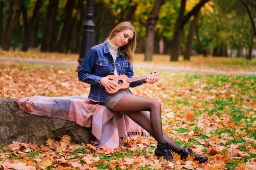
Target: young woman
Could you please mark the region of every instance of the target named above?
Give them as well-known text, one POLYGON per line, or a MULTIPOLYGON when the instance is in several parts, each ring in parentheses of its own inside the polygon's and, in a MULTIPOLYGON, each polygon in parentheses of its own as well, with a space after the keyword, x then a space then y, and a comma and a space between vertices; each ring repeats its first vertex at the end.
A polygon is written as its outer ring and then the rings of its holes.
MULTIPOLYGON (((171 150, 186 160, 188 154, 201 163, 206 156, 199 156, 187 147, 182 148, 163 133, 160 102, 134 95, 128 90, 121 91, 113 96, 106 92, 113 91, 116 86, 109 75, 118 76, 125 74, 128 78, 134 75, 131 63, 136 48, 136 32, 128 22, 119 23, 102 44, 91 48, 78 71, 81 81, 90 84, 88 98, 100 102, 110 109, 126 114, 134 121, 148 132, 157 142, 155 154, 163 156, 172 161, 171 150), (150 116, 145 111, 150 111, 150 116), (142 121, 143 120, 143 121, 142 121)), ((148 79, 130 83, 133 88, 144 83, 154 84, 157 77, 152 74, 148 79)))

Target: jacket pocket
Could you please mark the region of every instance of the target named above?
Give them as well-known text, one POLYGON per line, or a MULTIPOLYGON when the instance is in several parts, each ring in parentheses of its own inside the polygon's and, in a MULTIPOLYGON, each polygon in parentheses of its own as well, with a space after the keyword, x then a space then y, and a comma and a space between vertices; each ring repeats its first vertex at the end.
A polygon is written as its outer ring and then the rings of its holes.
POLYGON ((125 74, 126 72, 126 70, 128 68, 128 62, 127 61, 125 61, 122 62, 122 74, 125 74))
POLYGON ((107 71, 108 61, 96 60, 95 62, 95 73, 98 76, 102 76, 107 71))

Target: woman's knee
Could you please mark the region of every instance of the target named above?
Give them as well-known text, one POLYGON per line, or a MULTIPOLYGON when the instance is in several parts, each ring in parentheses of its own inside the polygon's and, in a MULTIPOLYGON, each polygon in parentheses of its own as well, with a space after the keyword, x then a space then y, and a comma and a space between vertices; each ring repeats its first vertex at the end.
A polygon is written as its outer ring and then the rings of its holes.
POLYGON ((155 100, 154 101, 153 103, 152 103, 152 105, 151 105, 152 106, 152 107, 153 107, 154 108, 156 108, 160 109, 161 107, 162 107, 162 103, 160 101, 155 100))

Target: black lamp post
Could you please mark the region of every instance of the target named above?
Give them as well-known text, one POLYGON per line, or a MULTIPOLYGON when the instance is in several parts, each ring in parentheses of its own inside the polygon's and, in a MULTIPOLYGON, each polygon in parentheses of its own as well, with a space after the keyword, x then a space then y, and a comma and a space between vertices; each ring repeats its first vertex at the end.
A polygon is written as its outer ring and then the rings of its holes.
POLYGON ((86 54, 93 46, 94 43, 94 23, 93 21, 93 0, 87 0, 86 6, 86 20, 83 23, 83 37, 78 59, 79 66, 77 68, 77 71, 82 65, 86 54))

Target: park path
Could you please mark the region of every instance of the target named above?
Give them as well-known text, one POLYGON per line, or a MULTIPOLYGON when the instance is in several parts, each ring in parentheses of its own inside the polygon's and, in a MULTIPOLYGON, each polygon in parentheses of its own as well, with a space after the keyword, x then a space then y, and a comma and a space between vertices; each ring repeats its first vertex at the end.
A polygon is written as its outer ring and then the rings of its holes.
MULTIPOLYGON (((77 67, 79 65, 78 62, 77 61, 59 61, 34 59, 0 57, 0 62, 4 61, 77 67)), ((154 71, 168 71, 184 73, 197 73, 214 74, 229 74, 256 76, 256 72, 226 71, 217 70, 209 70, 198 68, 183 68, 181 67, 152 66, 150 65, 143 65, 135 64, 134 64, 133 68, 134 69, 144 69, 148 70, 153 70, 154 71)))

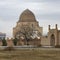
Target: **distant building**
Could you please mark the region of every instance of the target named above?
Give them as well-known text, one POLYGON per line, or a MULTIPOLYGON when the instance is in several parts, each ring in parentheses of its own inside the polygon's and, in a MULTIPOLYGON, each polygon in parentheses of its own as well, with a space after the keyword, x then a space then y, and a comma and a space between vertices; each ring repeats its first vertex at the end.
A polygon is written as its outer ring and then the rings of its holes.
POLYGON ((4 39, 4 38, 6 38, 6 34, 5 34, 5 33, 0 32, 0 40, 2 40, 2 39, 4 39))

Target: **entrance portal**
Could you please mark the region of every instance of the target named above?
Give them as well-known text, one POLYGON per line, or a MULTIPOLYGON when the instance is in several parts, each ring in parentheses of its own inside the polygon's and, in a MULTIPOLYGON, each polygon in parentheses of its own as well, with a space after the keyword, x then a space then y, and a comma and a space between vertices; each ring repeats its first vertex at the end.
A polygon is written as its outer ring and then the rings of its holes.
POLYGON ((51 35, 50 45, 55 46, 55 36, 54 36, 54 34, 51 35))

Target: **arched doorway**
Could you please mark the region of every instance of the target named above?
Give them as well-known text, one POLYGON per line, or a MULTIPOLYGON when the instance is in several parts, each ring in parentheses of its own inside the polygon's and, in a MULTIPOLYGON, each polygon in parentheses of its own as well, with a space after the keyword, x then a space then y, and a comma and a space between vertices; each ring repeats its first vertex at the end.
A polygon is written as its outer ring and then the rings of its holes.
POLYGON ((51 35, 50 45, 51 45, 51 46, 55 46, 55 36, 54 36, 54 34, 51 35))

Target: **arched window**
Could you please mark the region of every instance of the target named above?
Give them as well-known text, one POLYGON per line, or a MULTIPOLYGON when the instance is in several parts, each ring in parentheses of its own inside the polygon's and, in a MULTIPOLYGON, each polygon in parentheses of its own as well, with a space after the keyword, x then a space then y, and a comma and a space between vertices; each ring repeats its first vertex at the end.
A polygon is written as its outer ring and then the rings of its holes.
POLYGON ((50 40, 50 45, 55 46, 55 36, 54 36, 54 34, 51 35, 50 39, 51 39, 50 40))

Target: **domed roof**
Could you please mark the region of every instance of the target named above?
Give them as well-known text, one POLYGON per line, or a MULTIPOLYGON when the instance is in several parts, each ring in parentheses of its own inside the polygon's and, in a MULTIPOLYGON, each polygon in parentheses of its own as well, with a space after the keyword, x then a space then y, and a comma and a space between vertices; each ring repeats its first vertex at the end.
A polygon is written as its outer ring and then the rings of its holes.
POLYGON ((19 22, 36 22, 36 19, 34 14, 29 9, 26 9, 20 15, 19 22))

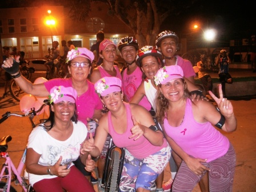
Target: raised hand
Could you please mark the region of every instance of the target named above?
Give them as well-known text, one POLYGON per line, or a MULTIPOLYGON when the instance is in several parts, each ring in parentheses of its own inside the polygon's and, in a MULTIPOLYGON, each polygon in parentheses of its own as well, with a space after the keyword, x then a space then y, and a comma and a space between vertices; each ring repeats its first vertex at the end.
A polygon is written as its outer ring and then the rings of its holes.
POLYGON ((51 173, 53 175, 57 175, 58 177, 65 177, 69 172, 70 172, 70 169, 67 169, 67 165, 62 165, 61 161, 62 161, 62 156, 59 157, 59 159, 51 167, 51 173))
POLYGON ((93 138, 93 134, 91 133, 90 133, 89 139, 86 140, 82 145, 81 149, 80 150, 80 153, 83 155, 85 154, 85 152, 91 151, 94 149, 94 139, 93 138))
POLYGON ((219 88, 219 98, 217 97, 211 91, 209 91, 209 94, 211 97, 214 99, 216 103, 218 105, 218 108, 221 114, 226 118, 230 117, 233 115, 234 113, 233 106, 230 101, 227 100, 227 98, 223 97, 222 89, 221 89, 221 84, 218 85, 219 88))
POLYGON ((86 161, 85 170, 88 172, 91 172, 94 170, 95 166, 96 163, 95 161, 92 159, 91 155, 89 154, 86 161))
POLYGON ((10 57, 3 61, 2 67, 11 75, 15 74, 19 71, 19 56, 15 57, 15 59, 10 57))
POLYGON ((129 137, 129 138, 131 139, 134 138, 134 140, 137 140, 143 135, 145 132, 145 127, 137 122, 134 116, 132 115, 131 119, 133 119, 134 126, 131 129, 131 132, 133 135, 129 137))

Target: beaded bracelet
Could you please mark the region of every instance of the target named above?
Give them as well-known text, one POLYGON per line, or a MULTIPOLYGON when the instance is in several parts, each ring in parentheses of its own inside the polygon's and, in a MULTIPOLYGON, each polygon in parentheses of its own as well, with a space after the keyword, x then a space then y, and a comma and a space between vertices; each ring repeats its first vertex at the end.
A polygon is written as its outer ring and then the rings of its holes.
POLYGON ((13 78, 13 79, 18 78, 19 77, 21 77, 21 73, 19 73, 19 73, 17 74, 17 75, 11 75, 11 78, 13 78))

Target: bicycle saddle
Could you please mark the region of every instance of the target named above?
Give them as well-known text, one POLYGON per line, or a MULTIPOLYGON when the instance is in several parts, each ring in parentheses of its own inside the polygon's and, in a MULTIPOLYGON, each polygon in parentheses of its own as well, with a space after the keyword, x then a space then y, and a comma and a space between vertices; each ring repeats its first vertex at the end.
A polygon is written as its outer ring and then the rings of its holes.
POLYGON ((0 152, 5 152, 8 149, 7 143, 11 141, 11 136, 8 135, 2 137, 0 139, 0 152))

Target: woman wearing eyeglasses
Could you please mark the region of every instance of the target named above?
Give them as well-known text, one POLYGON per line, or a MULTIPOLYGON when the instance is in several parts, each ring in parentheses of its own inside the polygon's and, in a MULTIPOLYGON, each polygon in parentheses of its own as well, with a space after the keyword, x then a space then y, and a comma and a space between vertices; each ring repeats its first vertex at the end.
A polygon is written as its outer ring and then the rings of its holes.
MULTIPOLYGON (((10 58, 2 66, 14 78, 21 89, 28 94, 37 97, 47 97, 50 90, 55 86, 72 87, 77 92, 77 107, 78 120, 87 125, 87 118, 98 119, 101 117, 102 103, 95 93, 94 84, 88 79, 94 58, 93 52, 86 48, 77 47, 68 52, 67 62, 71 77, 67 79, 53 79, 40 84, 33 84, 19 72, 19 57, 15 60, 10 58)), ((86 176, 85 166, 79 159, 76 165, 86 176)), ((90 177, 87 177, 90 179, 90 177)))

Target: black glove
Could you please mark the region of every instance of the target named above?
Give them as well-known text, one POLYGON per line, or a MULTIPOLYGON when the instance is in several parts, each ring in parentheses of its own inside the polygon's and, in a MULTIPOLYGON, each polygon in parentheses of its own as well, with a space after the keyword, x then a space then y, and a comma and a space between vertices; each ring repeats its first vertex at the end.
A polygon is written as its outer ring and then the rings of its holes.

##########

Return, word for word, everything above from the line containing "Target: woman's knee" down to the line containing "POLYGON ((86 54, 93", both of those lines included.

**TASK SOLUTION**
Target: woman's knee
Could you please mark the region of every instance of the target named above?
Give them as well-known text, one POLYGON per line, or a MULTIPOLYGON when the instance is in several parts, each ring in parentheses of its own inside the polygon's and, in a MULTIPOLYGON, each polygon in parentheses of its own as well, with a space after the keyword, x then a space then y, and a comma and a space between vertices; each ring repeats its first vertex at the end.
A polygon is written as its outer ring and then the rings of its holes.
POLYGON ((155 100, 154 101, 153 103, 152 103, 152 105, 151 105, 152 106, 152 107, 153 107, 154 108, 156 108, 160 109, 161 107, 162 107, 162 103, 160 101, 155 100))

Target: black lamp post
Could you please mark the region of every instance of the target named above?
Give them as well-known text, one POLYGON per line, or a MULTIPOLYGON when the instance is in several parts, each ring in parentheses of its own inside the polygon's and, in a MULTIPOLYGON, each polygon in parentheses of its own as well, with a space after the keyword, x then a space then y, and a comma and a space between vertices; each ring repeats its first vertex at the end.
A polygon is written as its outer ring and then the rings of its holes.
POLYGON ((86 54, 93 46, 94 43, 94 23, 93 21, 93 0, 87 0, 86 6, 86 20, 83 23, 83 37, 78 59, 79 66, 77 68, 77 71, 82 65, 86 54))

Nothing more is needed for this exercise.